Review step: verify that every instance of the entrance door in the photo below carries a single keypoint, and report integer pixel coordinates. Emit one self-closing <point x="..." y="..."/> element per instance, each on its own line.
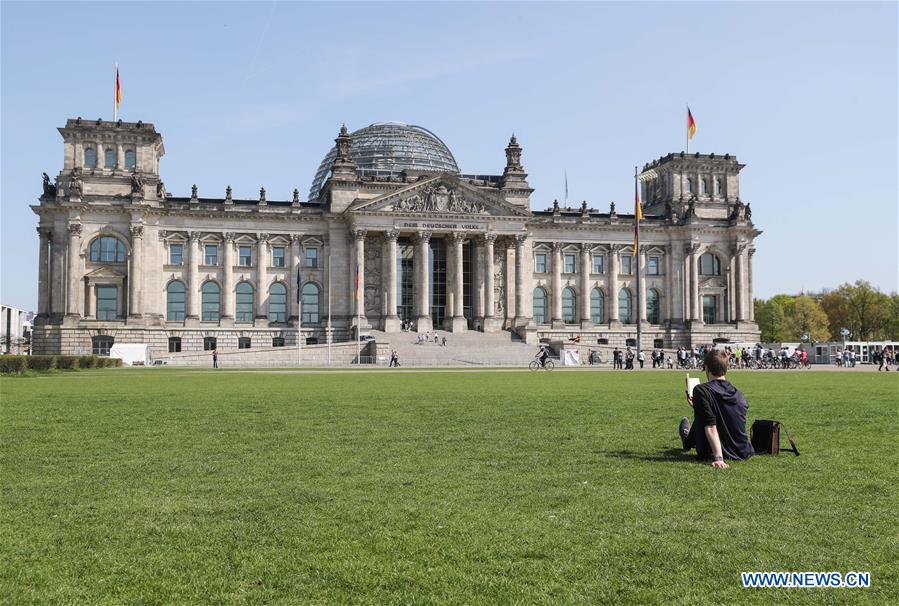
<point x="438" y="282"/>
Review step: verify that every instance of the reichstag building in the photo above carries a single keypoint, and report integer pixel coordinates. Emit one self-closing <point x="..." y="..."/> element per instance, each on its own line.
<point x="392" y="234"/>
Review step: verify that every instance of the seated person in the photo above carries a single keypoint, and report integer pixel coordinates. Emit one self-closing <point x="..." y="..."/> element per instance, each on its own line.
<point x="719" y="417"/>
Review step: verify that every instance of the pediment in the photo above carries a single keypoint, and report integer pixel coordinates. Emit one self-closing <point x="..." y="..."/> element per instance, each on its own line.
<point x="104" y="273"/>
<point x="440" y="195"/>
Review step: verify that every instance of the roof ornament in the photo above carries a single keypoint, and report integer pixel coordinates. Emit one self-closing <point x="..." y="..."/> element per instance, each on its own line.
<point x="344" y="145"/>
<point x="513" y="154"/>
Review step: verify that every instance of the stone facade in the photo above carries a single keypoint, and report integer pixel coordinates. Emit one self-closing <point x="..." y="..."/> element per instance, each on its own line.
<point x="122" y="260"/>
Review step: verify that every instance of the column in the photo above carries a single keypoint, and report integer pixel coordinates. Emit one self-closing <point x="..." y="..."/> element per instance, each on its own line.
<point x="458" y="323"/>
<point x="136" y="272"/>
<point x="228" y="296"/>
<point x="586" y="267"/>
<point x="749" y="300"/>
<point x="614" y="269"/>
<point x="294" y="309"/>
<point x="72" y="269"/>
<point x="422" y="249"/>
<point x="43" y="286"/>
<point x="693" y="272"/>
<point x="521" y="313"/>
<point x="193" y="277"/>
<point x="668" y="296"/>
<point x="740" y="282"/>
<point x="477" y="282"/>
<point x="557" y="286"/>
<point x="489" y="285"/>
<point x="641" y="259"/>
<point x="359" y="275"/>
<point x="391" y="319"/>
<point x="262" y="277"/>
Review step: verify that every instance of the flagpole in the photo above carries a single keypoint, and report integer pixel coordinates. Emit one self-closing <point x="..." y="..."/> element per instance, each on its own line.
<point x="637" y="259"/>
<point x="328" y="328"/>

• • • • • • •

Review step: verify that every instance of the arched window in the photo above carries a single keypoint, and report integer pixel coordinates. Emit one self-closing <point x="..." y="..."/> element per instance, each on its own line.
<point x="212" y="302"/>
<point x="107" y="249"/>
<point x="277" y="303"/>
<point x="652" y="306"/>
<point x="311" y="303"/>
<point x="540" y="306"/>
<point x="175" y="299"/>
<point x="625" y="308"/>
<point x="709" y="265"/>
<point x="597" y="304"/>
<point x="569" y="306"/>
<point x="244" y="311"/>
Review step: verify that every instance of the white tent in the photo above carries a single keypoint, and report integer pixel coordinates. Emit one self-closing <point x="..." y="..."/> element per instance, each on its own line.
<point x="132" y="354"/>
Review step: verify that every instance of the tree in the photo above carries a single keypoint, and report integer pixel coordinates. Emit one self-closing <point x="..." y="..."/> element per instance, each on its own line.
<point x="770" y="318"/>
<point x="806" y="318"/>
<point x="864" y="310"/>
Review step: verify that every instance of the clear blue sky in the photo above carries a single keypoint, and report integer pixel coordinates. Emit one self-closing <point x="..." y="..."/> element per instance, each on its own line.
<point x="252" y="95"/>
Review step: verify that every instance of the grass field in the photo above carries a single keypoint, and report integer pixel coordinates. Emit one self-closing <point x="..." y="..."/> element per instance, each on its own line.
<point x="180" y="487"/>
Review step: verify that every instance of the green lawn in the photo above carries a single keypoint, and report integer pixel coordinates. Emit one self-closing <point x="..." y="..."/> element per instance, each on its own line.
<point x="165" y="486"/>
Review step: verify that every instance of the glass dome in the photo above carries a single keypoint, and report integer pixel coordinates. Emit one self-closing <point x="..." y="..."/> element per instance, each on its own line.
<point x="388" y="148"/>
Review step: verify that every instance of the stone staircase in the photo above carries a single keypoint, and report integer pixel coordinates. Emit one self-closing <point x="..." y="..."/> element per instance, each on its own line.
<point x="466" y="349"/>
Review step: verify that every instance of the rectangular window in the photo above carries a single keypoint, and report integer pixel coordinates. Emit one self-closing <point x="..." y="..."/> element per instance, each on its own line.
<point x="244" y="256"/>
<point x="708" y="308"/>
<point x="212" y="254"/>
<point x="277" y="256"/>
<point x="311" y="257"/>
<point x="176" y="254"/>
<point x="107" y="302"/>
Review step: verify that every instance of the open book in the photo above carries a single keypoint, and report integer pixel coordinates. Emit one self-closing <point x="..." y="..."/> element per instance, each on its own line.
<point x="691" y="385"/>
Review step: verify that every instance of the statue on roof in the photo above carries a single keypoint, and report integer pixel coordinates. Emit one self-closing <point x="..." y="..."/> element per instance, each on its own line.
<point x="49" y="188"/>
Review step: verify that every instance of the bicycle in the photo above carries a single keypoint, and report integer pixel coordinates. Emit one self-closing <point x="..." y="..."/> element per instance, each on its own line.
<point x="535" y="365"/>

• • • • • • •

▶ **SHORT TASK**
Count the lines in the records above that contain the string "stone", with case counting. Give only the number.

▶ **SOLVED EXERCISE**
2